Would depend on the species of shovelnose but a Lima would be fine



mariekni said:


> my clarius is 18" so no not a baby.
> arrowanas only grow to 2ft in captivity so no not too large for the tank in mention.


2 foot? Not quite. 3 foot is a pretty common size but bigger is not to be unexpected. I've read of claims for 5 foot. Although I don't know how true that is. 4 foot though is definately possible for a well cared for fish in a good size tank.


Anyway back on point. It depends on what you want. A good mix of cichlids would work. Larger acaras, smaller Nandopsis sp etc. Nothing too monstrous. Then obviously with some catfish and stuff. Raise them up and get a good pair. Then again mix in some nice cichlids and cats.

Loads of oddballs to chose from. Maybe distichodus?


----------



## mariekni (Apr 8, 2009)

but its a 8 x 4 x 3


----------



## cam cap (Jun 22, 2007)

ok ok ok enough with the arrows what else is there and no little crappy fish but nothing to big


----------



## Esfa (Apr 15, 2007)

Bichirs!

















:no1:


----------



## cam cap (Jun 22, 2007)

nice but just got rid of one of them lol im thinking any of the following what your thoughts 

Jags
oscar
red devils
Dovii
Buttikoferi
Giant gourami
Clown knife
peacock bass


----------



## mariekni (Apr 8, 2009)

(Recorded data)

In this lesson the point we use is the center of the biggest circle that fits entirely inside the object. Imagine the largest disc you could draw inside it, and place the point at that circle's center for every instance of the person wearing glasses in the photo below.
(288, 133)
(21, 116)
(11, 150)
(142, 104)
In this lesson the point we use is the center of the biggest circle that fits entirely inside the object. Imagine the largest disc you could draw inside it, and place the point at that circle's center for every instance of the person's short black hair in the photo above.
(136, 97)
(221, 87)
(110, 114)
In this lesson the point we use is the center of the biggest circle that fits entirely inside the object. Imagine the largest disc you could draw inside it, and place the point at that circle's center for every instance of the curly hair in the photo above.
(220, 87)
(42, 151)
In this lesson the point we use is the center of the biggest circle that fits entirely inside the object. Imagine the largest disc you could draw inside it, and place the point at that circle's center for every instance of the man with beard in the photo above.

#### Exercise instructions
A. Please retype the fish-tank thread starting at "Would depend on" and ending at "good size tank.".
B. Write what comes next in the fish-tank thread, picking up right after its last line.
The records were taken from a separate source.

#### Response list
A.
Would depend on the species of shovelnose but a Lima would be fine



mariekni said:


> my clarius is 18" so no not a baby.
> arrowanas only grow to 2ft in captivity so no not too large for the tank in mention.


2 foot? Not quite. 3 foot is a pretty common size but bigger is not to be unexpected. I've read of claims for 5 foot. Although I don't know how true that is. 4 foot though is definately possible for a well cared for fish in a good size tank.

B.
cam cap said:


> nice but just got rid of one of them lol im thinking any of the following what your thoughts
> 
> Jags
> oscar
> ...


definately giant gourami they have such personalitys. we had a red devil for a while but our juvinile giant gourami didnt like it at all so we had to rehome it.
also jags and oscars are beautiful.


----------



## reptile_man_08 (Jan 14, 2008)

cam cap said:


> nice but just got rid of one of them lol im thinking any of the following what your thoughts
> 
> Jags
> oscar
> ...


herichthys pearsei man, or bocourti are so much better than oscars.
Texas cichlids are awesome too.


----------



## mariekni (Apr 8, 2009)

reptile_man_08 said:


> herichthys pearsei man, or bocourti are so much better than oscars.
> Texas cichlids are awesome too.


yes i agree texas cichlids are awesome we have some ( with our clarius) and they are gorgeous.


----------



## Esfa (Apr 15, 2007)

I love texas cichlids


----------



## mariekni (Apr 8, 2009)

whats this esfa are we actually agreeing on something? lol


----------



## TUBBS (Mar 16, 2009)

i'd go with the same as Emma with the West african set-up minus the rainbows, and just get get more congo tetras, maybe some west dwarf cichlids like blockheads or sommat, get some nice african plants and loads and loads of bogwood so it gets a nice brown weak tea colour

planning a nice 6ft tank for mine to go into as they are in a metre tank atm so will enjoy the room

but that mix of cichlids wouldn't go together, the gourami would be battered like hell by the others, knife would be terrified.

The tank at that size would be wasted on a few large cichlids

would be awesome as a tanganyikan biotope with a big shoal of cyprichromis (leptosoma or similar) few pairs of cave dwellers living in a rock pile toward one end and a colony of shellies living in a good sized shell patch and a group of Xenotilapia

maybe some plecs in the tank to eat algae and java moss in the sump acting like caulerpa

maybe some smaller synodontis?


----------



## Esfa (Apr 15, 2007)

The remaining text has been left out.